INSTRUCTIONS TO FOLLOW: Please rewrite the material below, swapping "instance" for "occurrence" wherever it occurs and keeping everything else the same. Omit the pictures from your answer.

--- begin PROVIDED ENTRIES ---

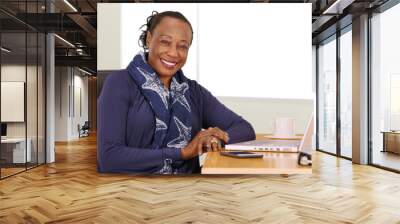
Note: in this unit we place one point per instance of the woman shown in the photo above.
(151, 116)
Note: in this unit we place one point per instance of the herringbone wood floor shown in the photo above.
(71, 191)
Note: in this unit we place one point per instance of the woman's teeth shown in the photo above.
(169, 64)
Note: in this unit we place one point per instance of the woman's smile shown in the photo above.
(168, 64)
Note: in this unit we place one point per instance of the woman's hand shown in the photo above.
(205, 140)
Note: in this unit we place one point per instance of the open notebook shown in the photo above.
(276, 145)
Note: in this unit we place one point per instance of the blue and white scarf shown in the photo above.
(171, 107)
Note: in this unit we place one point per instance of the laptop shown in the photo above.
(278, 145)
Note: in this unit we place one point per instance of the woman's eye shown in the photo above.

--- end PROVIDED ENTRIES ---

TASK SOLUTION:
Note: in this unit we place one point per occurrence of the woman shown in the photo above.
(151, 116)
Note: in this unit we place one point per occurrence of the herringbone wood floor shown in the photo above.
(71, 191)
Note: in this unit we place one point per occurrence of the woman's teeth shown in the photo above.
(169, 64)
Note: in this unit we place one point per occurrence of the woman's smile shown in the photo above.
(168, 64)
Note: in this unit we place one point per occurrence of the woman's hand shown in the photo above.
(205, 140)
Note: in this unit we place one point per occurrence of the open notebook shown in the photo above.
(276, 145)
Note: in this unit we place one point per occurrence of the blue and white scarf shown in the photo above.
(171, 107)
Note: in this unit we place one point per occurrence of the laptop shown in the photo above.
(278, 145)
Note: in this unit we place one point per occurrence of the woman's eye shown in the photo above.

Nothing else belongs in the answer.